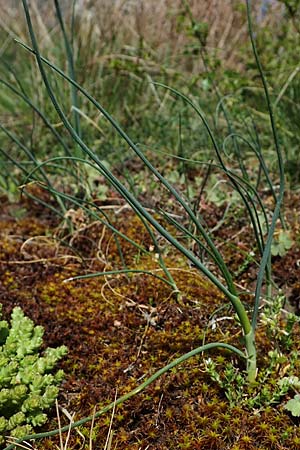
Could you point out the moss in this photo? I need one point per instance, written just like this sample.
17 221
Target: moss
121 329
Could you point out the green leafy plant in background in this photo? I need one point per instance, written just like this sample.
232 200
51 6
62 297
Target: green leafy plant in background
28 387
240 181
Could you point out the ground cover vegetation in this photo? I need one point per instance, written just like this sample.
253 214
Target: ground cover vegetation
150 188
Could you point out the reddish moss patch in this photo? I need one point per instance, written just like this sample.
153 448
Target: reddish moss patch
121 329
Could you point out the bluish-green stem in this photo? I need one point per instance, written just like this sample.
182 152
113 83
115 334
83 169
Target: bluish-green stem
130 394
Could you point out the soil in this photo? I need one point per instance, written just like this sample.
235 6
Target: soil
121 328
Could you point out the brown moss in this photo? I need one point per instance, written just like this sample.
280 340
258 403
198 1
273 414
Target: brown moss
120 329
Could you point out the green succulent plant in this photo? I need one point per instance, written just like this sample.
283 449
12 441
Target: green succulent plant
27 385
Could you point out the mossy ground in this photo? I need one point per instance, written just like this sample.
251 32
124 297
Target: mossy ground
120 329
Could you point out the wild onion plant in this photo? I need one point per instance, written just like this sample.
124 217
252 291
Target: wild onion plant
198 234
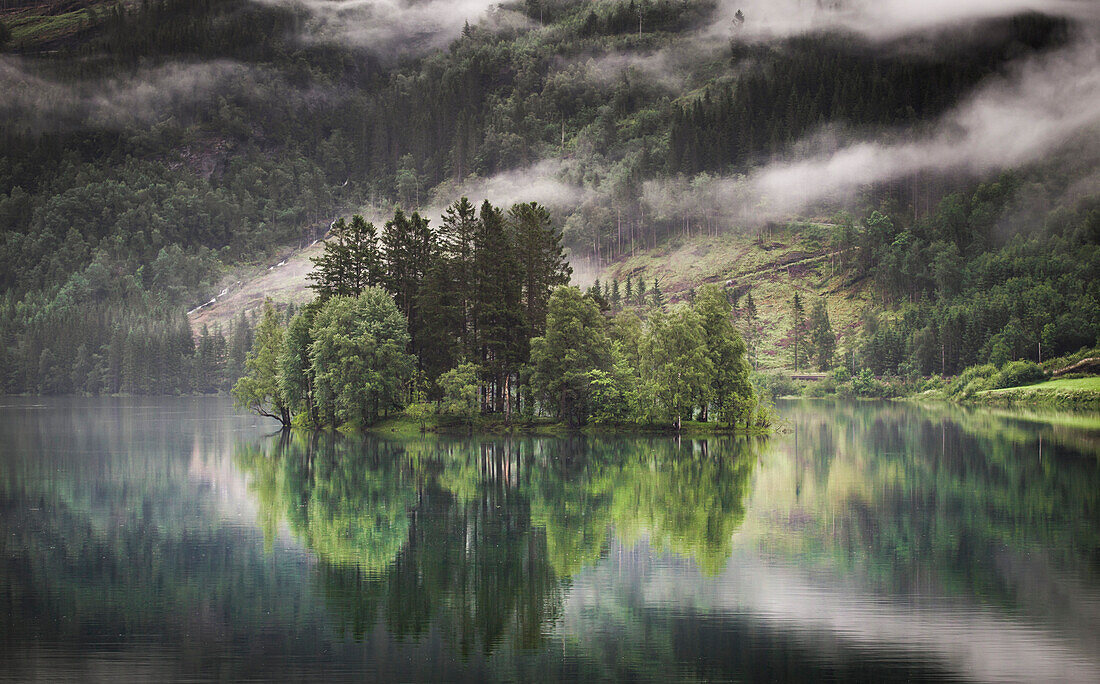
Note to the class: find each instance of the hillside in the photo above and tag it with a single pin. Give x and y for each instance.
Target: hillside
(156, 153)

#####

- **ASSIGNED TASK**: From the listing, extract all text exactly as given and drop any picture.

- **RESULT OF THE TASK**:
Could you point out the moss in this photo? I need one point per instance, written just like this sample.
17 221
Target: moss
121 329
Could you point out the green leafy plant in background in this photo? I need one point per instance, written just like this sample.
232 200
51 6
62 297
Target: green leafy plant in background
28 387
240 181
Could you point out the ground cover vegetation in this photo? I need one point per instance, written just like this sample.
253 214
Target: ground cover vegetation
150 188
Could you point out the reddish moss patch in this photo? I need one point per instance, written just like this sample.
153 448
Target: reddish moss patch
121 329
Could you point out the bluish-green stem in this photo? I need one point per instance, written just like this sample.
182 152
113 83
115 334
83 169
Target: bluish-green stem
130 394
Could you point out the soil in this photo? I need one point per instance, written just like this sample.
235 6
Target: soil
121 328
Could you point out the brown moss in this photo? I need one point per instance, written just like this sample.
280 340
258 403
198 1
273 414
Target: brown moss
120 329
Could you point out the green succulent plant in this photo? I need one point per instance, written just like this sample.
283 449
12 441
Target: green succulent plant
27 385
Could you point out the mossy ground in this photo? I need one point per instance, written just like this sample.
251 32
124 297
Target: mossy ground
120 329
Could you point out the wild onion plant in this photo? I need one point per instance, written just like this sample.
124 217
252 291
Target: wild onion plant
198 234
Note to the class: find each instance of the hillside in the photo above and tag it with a single pin. Give x and y for each instance.
Target: hillside
(156, 153)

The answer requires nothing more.